With regard to the way we deal with this problem, for every victim of domestic violence there is a perpetrator but I have to accept that the perpetrator is probably a victim as well. The victim must be protected but every perpetrator is probably a victim of his or her upbringing. Trying to curb the increasing number of incidents of domestic violence is about education and ensuring that today’s young people do not become perpetrators in the future and that they do not repeat what they have seen in the home.

It is about education also. In that regard there must be a two-pronged approach. We have to deal with what is happening on the ground, but we must also work on prevention. I would like to see a wider media programme on the topic and I wonder how Ms Boyle and Mr. Hennessy would approach that. I remember an advertisement on the radio some years ago to the effect “Remember, it is a crime to hit a woman.” That was a very strong statement. That advertisement may have had an impact on the individual perpetrating the crime. It also helped to empower the victims to deal with the situation because it informed them that it was not right that they should be living with violence.

I occasionally watch a soap on television which currently has an interesting storyline about control in a relationship. This really good story illustrates that violence is not just confined to physical abuse but also encompasses mental and emotional abuse. More than 50% of the population will watch this programme, which should have a significant impact. I will certainly be watching with interest to see how the storyline develops and concludes.

Chairman: Information on Gerard Murphy Zoom on Gerard Murphy The Senator must tell us the name of the programme.

Senator Terry: Information on Sheila Terry Zoom on Sheila Terry The programme is screened a few times a week. I usually get to see it on a Monday night. The point I am making is the power of the media to put a message across. It should be used more. People may be oblivious to the wrong they are doing and they may need somebody to point out that this is not right. The victim must be empowered to address the abuse and do something about it.

Deputy Hoctor: Information on Máire Hoctor Zoom on Máire Hoctor I join in welcoming the departmental officials as well as Mr. Hennessy and Ms Boyle, and thank them for their very interesting presentation. Many of the questions I wished to raise have been touched on.

I would like to hear the delegates elaborate on the definition of violence. People think of domestic violence in terms of physical violence. Would they classify as violence verbal attacks that do not involve physical assault?

Most would agree that we live in an increasingly aggressive world. This is portrayed on television and then almost becomes the acceptable norm. What percentage of cases are drug and alcohol related? While the vast majority of offenders are male, what is the percentage of female offenders that the NDVIA deals with?

I am interested to learn about the work of the National Domestic Violence Intervention Agency. I would know a certain amount from dealing with Ascend, a group in Roscrea in my constituency and Nenagh and I am aware that NDVIA prepares victims to face the ordeal of the courts. If the perpetrators of domestic violence are prepared to work with NDVIA, do they become involved in mediation and family conferencing? What is the extent of that type of work in NDVIA?

◆ PROBLEM: Continue the committee discussion on domestic violence from the point where it stops.

◆ EXTRACTED RECORDS:
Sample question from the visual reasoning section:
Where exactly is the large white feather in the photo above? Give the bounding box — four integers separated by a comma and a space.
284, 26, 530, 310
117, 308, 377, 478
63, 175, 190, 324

◆ YOUR RESPONSE:
Domestic violence thrives on secrecy. We need more advertising through the media of radio and television. Very powerful messages on the crime of domestic violence can be targeted at all family members, both young and old. Does the NDVIA have a programme that it promotes in schools, particularly in all male secondary schools? I would be interested to hear the response to the question posed by Deputy Finian McGrath because the cycle continues unless it is broken. I commend the NDVIA for its work in breaking the cycle of violence. We need to create awareness so that women, in particular, know they are not alone.

Deputy Ó Snodaigh: Information on Aengus O Snodaigh Zoom on Aengus O Snodaigh I welcome the opportunity to discuss this issue with the National Domestic Violence Intervention Agency. The statistics on domestic violence are harrowing. I believe that, with more publicity, the numbers will rise because domestic violence will come out into the open. That is good. The incidence of domestic violence is hidden because many people are not willing to report it. Like other crime statistics, it will reach a plateau and then perhaps the numbers will drop as a result of the work of NDVIA and other agencies.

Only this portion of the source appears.